§ **TEKS YANG DIKAJI**:
========

Jakarta, CNBC Indonesia - Setelah dini hari tadi ditutup anjlok, bursa saham New York sepertinya bakal kembali merah malam ini. Namun koreksinya kemungkinan lebih landai.
Dini hari tadi waktu Indonesia, Wall Street ditutup dengan koreksi signifikan. Indeks Dow Jones Industrial Average (DJIA) ditutup merosot 1,99%. Sementara S&P 500 ambles 2,14% dan Nasdaq Composite ambrol 2,67%.
Petang ini, futures Wall Street masih menunjukkan koreksi meski tidak separah saat penutupan pagi tadi. Berikut perkembangan futures Wall Street pada pukul 17:59 WIB:
Sentimen positif di New York datang dari perkembangan pipa minyak Colonial. Setelah ditutup akibat serangan siber, jalur sepanjang hampir 9.000 km ini kembali beroperasi.
Mengutip CNBC International, perusahaan pengelola pipa bekerja sama dengan pemerintah AS telah memperoleh kembali data yang diambil oleh para pembajak. Oleh karena itu, perusahaan tidak perlu membayar uang tebusan. Kelompok pembajak yang menamakan dirinya DarkSide itu disebut-sebut meminta uang tebusan US$ 5 juta, dibayar dengan mata uang kripto.

========

§ **CUPLIKAN DATA**:
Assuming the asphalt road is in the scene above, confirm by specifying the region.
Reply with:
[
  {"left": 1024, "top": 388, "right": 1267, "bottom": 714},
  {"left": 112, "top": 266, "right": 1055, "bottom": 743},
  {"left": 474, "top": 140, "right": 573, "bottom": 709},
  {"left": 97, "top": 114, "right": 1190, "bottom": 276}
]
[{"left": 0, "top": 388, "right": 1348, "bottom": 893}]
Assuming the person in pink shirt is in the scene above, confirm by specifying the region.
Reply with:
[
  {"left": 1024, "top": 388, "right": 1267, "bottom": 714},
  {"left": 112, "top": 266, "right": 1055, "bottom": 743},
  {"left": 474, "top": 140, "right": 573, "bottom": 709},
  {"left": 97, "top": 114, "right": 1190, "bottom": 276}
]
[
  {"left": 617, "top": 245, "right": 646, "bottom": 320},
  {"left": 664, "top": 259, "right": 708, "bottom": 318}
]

========

§ **ARAHAN TUGAS 1**:
Menurut teks yang dikaji, berapa uang tebusan yang disebut-sebut diminta kelompok DarkSide?
§ **ARAHAN TUGAS 2**:
Sebutkan semua indeks saham yang disebut dalam teks yang dikaji, beserta besar penurunannya saat penutupan dini hari tadi.

§ **JAWABAN 1**:
US$ 5 juta, dibayar dengan mata uang kripto.

§ **JAWABAN 2**:
- Dow Jones Industrial Average (DJIA): 1,99%
- S&P 500: 2,14%
- Nasdaq Composite: 2,67%